Start of Block

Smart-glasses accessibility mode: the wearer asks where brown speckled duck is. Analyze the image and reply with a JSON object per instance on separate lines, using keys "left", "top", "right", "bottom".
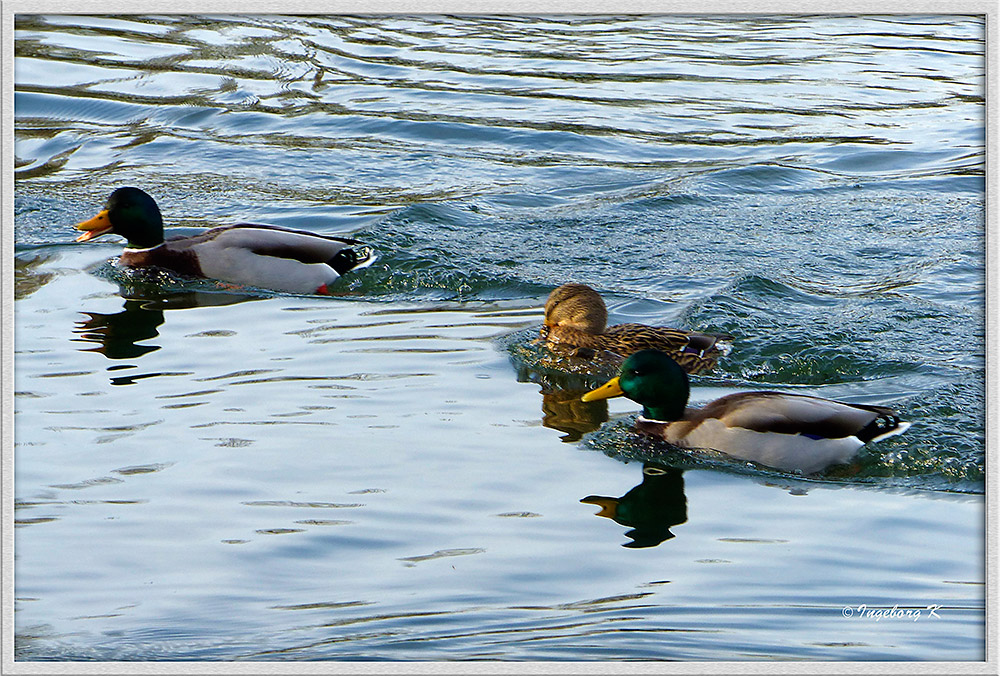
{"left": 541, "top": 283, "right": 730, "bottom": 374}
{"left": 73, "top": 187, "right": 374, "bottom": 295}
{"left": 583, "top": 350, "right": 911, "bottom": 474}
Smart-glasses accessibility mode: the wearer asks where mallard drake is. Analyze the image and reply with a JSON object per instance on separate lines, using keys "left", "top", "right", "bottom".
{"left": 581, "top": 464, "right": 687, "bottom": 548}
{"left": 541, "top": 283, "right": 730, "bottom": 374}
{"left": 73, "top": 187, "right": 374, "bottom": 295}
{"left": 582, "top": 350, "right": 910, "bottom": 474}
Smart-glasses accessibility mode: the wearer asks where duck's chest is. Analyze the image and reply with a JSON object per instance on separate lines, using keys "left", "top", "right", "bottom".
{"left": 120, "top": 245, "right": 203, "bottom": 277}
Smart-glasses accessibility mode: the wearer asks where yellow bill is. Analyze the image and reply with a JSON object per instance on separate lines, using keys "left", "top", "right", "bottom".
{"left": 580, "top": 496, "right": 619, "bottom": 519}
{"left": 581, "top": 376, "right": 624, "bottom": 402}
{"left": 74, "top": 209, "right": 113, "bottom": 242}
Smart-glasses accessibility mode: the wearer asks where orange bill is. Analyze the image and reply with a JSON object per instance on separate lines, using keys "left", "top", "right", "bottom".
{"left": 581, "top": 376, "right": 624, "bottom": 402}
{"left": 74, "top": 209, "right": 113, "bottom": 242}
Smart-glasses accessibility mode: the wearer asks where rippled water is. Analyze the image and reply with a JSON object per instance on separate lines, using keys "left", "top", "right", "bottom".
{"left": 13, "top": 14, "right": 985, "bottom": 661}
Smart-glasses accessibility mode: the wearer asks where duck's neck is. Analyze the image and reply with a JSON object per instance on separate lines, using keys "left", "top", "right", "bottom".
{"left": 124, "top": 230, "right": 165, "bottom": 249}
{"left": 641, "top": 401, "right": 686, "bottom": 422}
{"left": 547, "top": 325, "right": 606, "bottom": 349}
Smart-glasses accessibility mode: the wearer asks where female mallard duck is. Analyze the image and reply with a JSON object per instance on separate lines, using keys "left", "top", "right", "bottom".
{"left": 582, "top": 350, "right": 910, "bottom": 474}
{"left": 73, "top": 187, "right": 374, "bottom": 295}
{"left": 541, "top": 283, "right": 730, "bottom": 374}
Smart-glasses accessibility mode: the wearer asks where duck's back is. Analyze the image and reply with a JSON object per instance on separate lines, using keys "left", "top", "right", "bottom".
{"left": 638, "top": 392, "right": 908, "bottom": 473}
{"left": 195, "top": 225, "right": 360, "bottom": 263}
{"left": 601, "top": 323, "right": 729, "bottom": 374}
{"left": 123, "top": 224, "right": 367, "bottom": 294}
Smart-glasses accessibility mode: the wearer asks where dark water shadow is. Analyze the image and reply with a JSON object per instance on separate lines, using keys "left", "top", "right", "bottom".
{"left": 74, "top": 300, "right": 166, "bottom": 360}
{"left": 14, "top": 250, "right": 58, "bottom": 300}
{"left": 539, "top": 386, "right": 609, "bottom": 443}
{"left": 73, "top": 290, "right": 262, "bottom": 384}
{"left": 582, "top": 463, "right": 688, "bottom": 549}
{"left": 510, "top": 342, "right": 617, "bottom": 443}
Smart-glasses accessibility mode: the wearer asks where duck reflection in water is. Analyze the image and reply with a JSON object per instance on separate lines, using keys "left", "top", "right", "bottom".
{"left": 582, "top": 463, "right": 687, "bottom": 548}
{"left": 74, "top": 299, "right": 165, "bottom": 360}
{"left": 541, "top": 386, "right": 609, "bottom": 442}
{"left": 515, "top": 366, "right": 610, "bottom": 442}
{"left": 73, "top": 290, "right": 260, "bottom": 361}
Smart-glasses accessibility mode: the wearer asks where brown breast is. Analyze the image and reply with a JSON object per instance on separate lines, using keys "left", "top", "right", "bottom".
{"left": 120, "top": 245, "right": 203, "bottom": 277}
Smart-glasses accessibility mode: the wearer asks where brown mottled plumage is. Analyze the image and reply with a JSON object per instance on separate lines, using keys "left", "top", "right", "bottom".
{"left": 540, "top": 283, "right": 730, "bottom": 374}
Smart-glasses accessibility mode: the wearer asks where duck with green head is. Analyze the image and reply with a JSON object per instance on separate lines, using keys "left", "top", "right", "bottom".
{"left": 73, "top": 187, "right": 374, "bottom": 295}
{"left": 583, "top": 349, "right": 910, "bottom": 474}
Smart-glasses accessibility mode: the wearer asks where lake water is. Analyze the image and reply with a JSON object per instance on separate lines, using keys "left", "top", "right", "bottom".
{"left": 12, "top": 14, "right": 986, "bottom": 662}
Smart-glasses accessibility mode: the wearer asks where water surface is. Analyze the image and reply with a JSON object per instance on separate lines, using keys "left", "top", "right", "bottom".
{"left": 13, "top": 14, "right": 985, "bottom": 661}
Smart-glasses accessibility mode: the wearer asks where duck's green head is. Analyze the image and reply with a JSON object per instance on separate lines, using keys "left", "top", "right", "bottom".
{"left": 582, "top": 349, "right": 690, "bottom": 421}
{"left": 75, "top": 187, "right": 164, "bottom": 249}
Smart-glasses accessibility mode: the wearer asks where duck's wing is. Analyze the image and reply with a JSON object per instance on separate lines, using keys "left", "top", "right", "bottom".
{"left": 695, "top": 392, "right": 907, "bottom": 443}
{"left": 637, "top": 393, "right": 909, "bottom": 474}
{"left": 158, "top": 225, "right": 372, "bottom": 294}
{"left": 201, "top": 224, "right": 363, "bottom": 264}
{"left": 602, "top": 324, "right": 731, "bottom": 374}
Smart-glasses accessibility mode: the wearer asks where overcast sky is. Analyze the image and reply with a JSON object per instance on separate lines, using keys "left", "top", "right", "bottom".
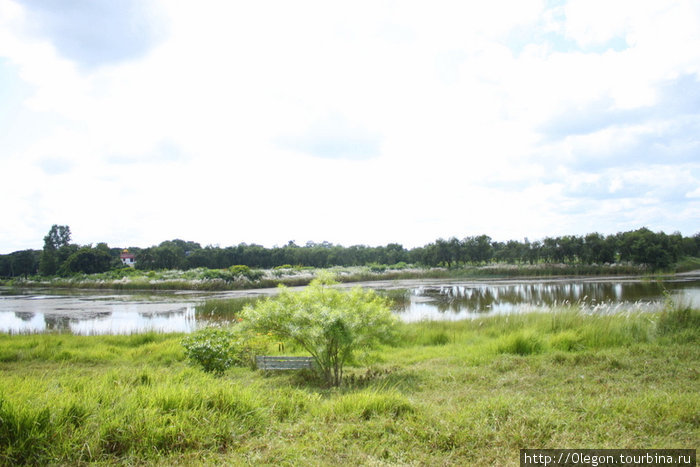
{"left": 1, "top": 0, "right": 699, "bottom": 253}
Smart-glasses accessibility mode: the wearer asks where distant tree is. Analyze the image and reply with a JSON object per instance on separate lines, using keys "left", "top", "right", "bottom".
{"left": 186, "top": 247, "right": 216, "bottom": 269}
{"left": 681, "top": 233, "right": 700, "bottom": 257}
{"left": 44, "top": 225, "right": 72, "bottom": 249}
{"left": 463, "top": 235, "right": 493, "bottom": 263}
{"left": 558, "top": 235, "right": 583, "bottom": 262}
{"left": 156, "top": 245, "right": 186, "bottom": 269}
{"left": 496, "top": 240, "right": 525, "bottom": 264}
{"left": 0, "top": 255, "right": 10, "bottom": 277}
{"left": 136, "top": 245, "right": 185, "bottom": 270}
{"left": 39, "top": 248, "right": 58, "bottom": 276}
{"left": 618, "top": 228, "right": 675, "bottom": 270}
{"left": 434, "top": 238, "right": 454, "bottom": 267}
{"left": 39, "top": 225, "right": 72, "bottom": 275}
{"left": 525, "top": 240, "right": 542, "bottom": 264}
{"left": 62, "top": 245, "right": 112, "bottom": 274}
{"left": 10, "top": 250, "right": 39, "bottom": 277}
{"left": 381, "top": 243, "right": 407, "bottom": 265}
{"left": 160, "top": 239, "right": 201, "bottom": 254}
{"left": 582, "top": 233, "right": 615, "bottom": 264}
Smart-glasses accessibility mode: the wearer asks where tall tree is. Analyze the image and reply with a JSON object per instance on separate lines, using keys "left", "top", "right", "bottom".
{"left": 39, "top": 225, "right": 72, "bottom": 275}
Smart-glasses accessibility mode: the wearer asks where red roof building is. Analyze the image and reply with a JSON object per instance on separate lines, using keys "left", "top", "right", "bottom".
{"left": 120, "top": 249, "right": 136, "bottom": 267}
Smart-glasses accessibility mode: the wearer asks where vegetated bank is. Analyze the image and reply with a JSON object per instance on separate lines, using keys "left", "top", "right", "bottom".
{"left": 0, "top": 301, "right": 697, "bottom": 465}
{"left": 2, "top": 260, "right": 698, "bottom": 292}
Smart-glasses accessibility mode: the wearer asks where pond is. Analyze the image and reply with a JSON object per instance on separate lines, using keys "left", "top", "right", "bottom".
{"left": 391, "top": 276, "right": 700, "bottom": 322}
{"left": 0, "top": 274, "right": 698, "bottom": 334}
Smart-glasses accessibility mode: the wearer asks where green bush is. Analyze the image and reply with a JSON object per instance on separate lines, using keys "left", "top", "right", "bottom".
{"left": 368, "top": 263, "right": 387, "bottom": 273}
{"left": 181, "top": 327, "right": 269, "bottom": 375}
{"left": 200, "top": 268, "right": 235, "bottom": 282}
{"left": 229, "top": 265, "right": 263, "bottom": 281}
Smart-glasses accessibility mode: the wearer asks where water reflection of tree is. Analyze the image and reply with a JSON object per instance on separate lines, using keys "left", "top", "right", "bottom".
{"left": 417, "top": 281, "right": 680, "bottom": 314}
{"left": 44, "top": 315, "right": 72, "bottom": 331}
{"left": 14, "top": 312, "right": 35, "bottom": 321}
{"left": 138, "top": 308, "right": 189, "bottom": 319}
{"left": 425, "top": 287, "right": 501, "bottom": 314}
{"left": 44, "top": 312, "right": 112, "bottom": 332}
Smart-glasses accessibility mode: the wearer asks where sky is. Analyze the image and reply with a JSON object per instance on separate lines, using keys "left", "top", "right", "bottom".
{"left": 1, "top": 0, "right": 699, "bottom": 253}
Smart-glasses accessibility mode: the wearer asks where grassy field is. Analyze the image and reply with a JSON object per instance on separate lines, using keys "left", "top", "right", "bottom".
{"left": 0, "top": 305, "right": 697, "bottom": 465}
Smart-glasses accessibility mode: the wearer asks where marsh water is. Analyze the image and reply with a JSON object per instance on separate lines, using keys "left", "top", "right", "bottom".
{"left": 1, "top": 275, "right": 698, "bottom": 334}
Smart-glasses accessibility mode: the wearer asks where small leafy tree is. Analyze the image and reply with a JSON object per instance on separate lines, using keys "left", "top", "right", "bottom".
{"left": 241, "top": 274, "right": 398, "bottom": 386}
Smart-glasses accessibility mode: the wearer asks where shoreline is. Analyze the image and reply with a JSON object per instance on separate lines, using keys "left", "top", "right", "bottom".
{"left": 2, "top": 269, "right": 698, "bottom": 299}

End of Block

Please print exactly the lines from the one containing "Smart-glasses accessibility mode: the wearer asks where grassy" through the last line of the material.

Smart-glasses accessibility mode: the wearer asks where grassy field is. Analyze the image and reply with a JSON object per instance on separate lines, using keys "left", "top", "right", "bottom".
{"left": 0, "top": 305, "right": 697, "bottom": 465}
Smart-glasses accessibility mode: the wearer asks where marsh water is. Analyze the image and reply with a JSON object per instance on separate lines, using keys "left", "top", "right", "bottom".
{"left": 1, "top": 275, "right": 698, "bottom": 334}
Smart-glasses accessibility mode: the wearer asks where small leafy tree is. Analyze the image and reply with a JSON object per instance on separate lines, using keys "left", "top", "right", "bottom".
{"left": 241, "top": 274, "right": 398, "bottom": 386}
Smart-glasses accessibility mode: the wearer asks where shoreline is. Analyze the image and reply with a JSON object per instance on separate lines, using keys "left", "top", "right", "bottom".
{"left": 2, "top": 269, "right": 698, "bottom": 299}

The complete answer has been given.